— Records supplied —
◇ ◇ ◇ ◇ ◇

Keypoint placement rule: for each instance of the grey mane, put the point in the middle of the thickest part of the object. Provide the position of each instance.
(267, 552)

◇ ◇ ◇ ◇ ◇

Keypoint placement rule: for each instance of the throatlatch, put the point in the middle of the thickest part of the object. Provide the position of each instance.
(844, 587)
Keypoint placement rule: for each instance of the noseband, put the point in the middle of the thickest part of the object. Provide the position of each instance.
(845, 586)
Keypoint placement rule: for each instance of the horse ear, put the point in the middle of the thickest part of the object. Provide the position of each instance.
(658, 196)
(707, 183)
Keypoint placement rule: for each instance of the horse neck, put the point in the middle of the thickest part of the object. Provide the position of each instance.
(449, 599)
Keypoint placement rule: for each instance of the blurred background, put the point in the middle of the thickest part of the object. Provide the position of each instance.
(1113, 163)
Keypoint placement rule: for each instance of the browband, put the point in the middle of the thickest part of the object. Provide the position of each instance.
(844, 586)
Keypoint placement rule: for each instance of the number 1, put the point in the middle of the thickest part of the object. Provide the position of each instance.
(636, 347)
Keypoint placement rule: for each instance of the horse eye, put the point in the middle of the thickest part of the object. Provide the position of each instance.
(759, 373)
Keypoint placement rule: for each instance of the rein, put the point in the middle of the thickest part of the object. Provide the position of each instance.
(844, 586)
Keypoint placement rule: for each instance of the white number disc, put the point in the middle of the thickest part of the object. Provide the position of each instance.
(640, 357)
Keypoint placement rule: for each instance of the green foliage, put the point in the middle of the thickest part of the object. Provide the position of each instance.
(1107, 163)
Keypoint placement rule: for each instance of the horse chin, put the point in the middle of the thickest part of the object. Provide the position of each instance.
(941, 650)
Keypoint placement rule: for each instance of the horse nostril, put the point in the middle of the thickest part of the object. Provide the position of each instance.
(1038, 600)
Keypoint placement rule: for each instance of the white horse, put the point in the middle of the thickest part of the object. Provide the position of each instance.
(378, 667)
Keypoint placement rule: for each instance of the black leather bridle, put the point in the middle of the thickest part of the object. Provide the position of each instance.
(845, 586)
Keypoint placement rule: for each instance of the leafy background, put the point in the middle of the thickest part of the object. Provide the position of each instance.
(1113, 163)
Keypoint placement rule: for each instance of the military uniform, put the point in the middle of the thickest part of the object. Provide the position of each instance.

◇ ◇ ◇ ◇ ◇

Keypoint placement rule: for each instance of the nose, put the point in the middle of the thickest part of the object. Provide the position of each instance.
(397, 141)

◇ ◇ ◇ ◇ ◇

Reproduce, without alteration, the part of the records that opens with the line containing "white horse, put" and closes with the line containing "Keypoint placement rule: for each instance of the military", including both of those lines.

Keypoint placement rule: for each instance of the white horse, put the point in the middle of the thickest part of the object. Provide the position of each instance.
(378, 667)
Keypoint placement rule: for each instance of the black leather bridle, put the point in the middle of the thickest part of the object. Provide the position of each instance.
(845, 586)
Keypoint placement rule: for each instance of the leafy background, put the point in the middle of the thickest part of the object. Provide the position of each instance.
(1113, 163)
Keypoint placement rule: for each instance of the military uniform, put the point in the middle of the thickest part of the object. Provide the position of each instance.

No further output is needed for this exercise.